» **Records**:

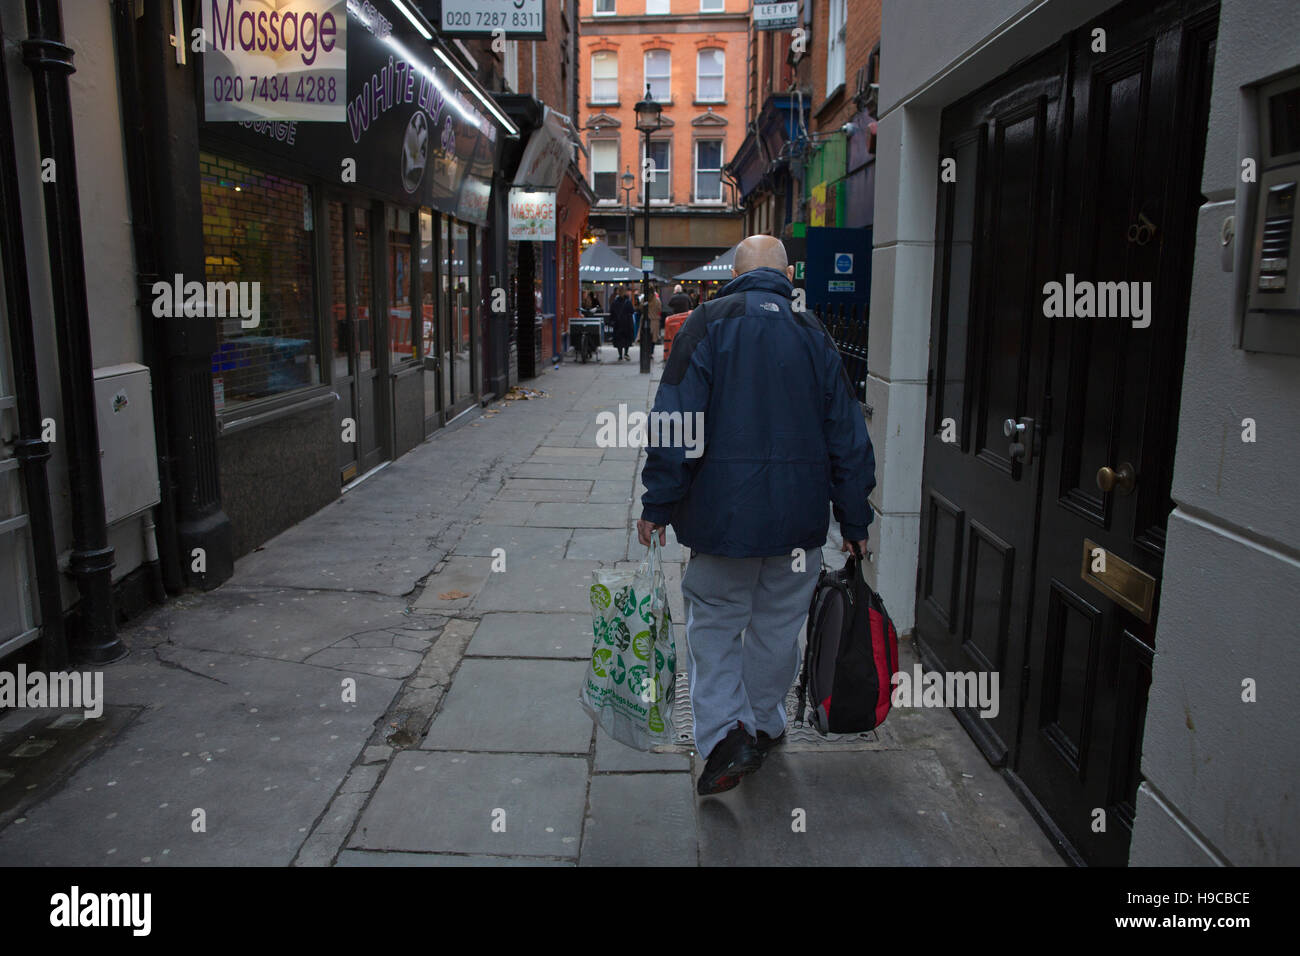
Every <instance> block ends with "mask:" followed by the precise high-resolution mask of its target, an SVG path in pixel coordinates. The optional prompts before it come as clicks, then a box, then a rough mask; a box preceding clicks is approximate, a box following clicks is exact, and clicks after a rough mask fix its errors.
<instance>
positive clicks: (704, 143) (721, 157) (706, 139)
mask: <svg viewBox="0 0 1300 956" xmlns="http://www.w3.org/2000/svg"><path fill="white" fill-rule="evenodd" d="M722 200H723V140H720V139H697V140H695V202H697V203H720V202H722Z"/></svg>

...

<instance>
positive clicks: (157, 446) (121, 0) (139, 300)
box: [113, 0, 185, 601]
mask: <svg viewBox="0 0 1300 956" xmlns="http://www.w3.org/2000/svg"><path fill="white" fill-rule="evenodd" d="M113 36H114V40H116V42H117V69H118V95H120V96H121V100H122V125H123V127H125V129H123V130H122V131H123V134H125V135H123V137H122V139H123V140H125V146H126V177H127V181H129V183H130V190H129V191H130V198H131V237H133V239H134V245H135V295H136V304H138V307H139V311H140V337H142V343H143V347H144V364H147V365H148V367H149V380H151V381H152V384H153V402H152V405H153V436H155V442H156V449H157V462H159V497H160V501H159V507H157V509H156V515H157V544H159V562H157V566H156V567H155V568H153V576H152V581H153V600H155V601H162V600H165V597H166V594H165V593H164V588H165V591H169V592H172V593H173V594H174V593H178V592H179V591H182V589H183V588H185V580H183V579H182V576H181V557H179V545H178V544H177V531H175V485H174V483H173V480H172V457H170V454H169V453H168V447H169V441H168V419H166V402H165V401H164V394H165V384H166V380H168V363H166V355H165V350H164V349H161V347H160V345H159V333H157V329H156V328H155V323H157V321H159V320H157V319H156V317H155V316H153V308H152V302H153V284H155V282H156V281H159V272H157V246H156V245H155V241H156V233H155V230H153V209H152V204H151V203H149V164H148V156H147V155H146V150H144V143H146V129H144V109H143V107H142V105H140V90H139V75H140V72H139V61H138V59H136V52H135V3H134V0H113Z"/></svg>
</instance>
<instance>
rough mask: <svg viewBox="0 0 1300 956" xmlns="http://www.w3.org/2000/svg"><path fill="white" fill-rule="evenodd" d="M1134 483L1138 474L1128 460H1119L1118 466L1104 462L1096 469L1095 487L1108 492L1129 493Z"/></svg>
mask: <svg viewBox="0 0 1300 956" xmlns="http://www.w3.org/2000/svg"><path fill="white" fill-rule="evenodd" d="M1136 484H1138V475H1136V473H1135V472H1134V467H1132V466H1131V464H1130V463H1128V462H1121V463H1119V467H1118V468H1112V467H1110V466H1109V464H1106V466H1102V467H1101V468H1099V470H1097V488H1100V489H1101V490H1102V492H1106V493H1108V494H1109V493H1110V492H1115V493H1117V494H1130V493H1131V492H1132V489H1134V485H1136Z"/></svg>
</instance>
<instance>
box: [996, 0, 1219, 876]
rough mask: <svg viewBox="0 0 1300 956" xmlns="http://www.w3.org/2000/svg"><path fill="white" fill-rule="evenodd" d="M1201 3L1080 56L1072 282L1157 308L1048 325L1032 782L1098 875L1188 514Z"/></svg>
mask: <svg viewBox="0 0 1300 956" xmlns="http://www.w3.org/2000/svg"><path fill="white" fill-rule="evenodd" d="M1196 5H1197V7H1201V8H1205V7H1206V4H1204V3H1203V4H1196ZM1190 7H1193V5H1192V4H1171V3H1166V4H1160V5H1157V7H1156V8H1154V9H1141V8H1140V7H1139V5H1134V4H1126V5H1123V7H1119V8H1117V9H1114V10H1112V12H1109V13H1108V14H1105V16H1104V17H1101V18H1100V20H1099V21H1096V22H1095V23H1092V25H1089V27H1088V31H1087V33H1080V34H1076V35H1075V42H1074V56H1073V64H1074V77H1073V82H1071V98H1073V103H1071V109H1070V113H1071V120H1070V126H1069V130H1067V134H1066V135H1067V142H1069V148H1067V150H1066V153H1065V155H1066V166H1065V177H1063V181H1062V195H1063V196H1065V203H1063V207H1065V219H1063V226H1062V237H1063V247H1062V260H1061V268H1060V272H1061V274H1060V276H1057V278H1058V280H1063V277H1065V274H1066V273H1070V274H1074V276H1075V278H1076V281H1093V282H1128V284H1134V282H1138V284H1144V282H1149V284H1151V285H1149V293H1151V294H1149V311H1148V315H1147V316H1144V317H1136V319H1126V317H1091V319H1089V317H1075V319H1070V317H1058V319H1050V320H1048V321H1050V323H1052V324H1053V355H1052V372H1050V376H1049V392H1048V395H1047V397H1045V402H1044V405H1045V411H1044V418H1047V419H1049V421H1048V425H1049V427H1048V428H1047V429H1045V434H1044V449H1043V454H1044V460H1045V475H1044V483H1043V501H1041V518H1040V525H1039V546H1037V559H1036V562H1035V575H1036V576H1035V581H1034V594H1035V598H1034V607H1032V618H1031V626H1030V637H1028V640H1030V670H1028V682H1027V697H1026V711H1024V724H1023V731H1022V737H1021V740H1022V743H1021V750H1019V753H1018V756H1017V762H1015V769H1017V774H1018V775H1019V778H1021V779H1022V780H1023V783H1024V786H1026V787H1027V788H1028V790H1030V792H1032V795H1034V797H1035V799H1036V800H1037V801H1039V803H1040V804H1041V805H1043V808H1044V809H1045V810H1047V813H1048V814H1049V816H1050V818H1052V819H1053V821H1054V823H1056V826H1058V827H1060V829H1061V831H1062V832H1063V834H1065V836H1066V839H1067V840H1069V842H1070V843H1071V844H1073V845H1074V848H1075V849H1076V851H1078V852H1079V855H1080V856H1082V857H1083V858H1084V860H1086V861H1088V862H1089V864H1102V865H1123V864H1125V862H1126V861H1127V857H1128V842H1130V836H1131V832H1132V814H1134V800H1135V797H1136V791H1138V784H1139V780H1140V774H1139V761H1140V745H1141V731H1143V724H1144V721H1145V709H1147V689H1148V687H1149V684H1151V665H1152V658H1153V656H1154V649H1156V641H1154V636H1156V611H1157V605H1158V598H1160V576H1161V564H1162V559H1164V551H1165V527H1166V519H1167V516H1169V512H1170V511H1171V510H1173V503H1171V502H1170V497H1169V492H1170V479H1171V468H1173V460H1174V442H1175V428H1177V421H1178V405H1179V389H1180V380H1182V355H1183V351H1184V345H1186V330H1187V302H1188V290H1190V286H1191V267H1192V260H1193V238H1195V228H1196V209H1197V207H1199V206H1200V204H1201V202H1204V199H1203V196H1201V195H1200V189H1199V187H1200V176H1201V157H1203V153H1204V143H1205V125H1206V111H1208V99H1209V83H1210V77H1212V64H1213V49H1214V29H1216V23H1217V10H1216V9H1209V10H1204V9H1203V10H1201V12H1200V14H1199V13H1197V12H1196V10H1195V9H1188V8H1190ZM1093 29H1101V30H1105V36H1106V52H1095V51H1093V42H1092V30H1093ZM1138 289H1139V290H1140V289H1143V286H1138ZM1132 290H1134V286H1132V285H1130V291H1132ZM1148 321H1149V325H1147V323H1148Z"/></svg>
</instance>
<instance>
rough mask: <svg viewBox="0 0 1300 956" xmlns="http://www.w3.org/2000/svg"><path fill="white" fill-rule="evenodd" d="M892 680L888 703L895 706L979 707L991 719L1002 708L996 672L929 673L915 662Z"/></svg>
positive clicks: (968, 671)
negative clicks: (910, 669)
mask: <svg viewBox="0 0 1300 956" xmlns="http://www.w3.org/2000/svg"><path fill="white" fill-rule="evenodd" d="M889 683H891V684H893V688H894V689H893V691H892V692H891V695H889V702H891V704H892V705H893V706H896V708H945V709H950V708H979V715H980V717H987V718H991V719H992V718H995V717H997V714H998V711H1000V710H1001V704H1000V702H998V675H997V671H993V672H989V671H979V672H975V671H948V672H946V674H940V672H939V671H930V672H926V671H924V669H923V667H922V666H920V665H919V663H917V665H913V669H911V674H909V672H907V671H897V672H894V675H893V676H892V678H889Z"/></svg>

---

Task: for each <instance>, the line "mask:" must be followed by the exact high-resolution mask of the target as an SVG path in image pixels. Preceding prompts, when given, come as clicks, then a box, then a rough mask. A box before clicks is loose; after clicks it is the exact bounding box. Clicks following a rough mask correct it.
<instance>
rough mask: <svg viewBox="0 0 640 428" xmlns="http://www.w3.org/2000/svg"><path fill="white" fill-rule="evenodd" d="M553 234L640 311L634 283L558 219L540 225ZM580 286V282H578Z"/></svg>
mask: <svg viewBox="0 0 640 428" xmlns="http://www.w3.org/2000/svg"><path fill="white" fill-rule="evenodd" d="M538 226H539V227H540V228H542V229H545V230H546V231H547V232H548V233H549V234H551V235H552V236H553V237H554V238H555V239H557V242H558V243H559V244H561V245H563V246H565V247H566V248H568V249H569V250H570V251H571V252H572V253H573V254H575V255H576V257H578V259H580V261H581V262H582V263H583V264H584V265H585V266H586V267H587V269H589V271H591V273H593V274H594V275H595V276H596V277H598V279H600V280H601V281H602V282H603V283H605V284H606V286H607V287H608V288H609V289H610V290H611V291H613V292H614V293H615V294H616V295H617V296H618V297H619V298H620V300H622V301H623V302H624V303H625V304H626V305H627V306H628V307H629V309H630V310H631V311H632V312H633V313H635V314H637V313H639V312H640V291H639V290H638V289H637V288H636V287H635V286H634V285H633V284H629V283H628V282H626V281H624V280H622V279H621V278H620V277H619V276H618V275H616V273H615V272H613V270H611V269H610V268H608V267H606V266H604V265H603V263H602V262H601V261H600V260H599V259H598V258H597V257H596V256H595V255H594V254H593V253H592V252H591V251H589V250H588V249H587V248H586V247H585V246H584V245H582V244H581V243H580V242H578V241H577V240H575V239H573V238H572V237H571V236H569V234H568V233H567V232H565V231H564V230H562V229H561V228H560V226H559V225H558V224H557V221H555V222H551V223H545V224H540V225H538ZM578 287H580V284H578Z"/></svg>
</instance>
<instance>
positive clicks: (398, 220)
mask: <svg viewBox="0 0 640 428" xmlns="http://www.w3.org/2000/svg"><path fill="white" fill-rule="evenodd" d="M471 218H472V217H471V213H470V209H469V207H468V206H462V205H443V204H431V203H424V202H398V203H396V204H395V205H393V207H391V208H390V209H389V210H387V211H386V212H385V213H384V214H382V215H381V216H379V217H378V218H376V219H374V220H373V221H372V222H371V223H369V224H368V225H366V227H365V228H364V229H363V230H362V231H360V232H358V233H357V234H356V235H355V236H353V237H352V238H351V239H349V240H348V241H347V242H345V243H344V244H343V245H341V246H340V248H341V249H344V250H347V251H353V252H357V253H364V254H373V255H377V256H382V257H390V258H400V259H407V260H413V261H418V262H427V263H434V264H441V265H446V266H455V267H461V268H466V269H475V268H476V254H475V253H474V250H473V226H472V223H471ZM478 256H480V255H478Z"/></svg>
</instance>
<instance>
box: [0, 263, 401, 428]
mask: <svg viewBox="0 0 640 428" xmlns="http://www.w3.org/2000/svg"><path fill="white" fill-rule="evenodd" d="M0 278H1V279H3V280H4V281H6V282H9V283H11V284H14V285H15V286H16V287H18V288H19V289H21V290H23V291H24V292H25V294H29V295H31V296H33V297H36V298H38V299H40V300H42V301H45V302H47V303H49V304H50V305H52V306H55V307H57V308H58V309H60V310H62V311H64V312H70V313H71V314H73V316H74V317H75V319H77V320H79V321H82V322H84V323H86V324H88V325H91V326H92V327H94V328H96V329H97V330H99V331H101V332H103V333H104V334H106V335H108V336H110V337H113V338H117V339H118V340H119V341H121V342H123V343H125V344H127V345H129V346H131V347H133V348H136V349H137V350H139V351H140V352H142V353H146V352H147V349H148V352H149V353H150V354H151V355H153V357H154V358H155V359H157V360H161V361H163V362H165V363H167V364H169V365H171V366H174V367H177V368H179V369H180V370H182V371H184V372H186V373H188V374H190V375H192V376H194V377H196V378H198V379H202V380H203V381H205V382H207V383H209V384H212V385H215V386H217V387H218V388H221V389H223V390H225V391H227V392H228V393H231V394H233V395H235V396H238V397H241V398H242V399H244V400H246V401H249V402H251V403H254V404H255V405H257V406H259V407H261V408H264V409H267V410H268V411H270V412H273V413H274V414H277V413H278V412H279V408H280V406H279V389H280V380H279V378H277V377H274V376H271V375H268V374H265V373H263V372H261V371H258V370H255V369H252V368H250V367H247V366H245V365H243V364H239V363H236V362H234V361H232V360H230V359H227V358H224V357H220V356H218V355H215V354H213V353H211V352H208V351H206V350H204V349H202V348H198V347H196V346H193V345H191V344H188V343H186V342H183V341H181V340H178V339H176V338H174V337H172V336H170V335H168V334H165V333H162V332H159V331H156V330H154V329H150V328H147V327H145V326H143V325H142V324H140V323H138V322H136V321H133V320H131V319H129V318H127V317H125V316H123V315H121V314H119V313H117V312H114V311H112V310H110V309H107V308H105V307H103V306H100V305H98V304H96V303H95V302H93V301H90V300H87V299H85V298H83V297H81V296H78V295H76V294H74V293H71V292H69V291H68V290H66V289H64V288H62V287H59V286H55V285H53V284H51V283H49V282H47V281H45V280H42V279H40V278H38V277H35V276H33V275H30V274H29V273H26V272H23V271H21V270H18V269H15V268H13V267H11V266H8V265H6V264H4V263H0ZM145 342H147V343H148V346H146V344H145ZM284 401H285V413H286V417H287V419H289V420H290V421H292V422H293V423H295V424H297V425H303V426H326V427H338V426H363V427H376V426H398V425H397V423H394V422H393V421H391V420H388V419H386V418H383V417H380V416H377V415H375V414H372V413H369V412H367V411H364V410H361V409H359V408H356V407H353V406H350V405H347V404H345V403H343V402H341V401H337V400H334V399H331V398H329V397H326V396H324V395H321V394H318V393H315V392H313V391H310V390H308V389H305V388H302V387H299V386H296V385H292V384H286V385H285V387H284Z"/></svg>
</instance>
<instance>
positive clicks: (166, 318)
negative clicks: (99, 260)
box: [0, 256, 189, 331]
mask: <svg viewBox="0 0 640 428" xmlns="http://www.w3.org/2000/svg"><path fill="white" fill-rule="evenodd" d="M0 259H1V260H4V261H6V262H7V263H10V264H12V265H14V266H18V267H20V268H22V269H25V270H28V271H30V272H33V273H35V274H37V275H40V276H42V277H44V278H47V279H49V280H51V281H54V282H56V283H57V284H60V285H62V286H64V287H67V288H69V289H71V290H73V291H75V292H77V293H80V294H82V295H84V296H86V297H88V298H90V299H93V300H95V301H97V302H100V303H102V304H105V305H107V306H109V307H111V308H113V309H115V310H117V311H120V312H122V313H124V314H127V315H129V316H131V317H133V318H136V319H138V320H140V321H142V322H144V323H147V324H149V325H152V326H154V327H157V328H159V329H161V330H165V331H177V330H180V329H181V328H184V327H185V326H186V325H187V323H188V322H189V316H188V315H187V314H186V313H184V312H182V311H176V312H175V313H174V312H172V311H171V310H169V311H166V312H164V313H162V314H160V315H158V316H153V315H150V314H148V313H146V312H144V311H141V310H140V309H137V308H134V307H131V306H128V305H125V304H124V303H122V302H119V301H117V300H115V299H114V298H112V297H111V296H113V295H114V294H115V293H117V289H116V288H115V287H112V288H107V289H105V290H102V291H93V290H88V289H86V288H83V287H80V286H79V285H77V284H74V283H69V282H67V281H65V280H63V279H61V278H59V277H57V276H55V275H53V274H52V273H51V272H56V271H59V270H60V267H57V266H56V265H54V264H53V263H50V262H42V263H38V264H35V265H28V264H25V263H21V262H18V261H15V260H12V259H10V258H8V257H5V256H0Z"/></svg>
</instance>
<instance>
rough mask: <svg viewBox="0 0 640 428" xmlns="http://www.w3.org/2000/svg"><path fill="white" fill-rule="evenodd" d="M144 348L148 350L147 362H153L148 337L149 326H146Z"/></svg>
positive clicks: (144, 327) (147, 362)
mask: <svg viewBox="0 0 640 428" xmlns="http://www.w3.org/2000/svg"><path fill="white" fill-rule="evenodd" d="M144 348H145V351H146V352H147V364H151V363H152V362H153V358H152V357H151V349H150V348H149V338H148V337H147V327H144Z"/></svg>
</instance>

» **Required work**:
Count the lines in the data above that contain the string "negative", and give only the number.

» **Task solution**:
2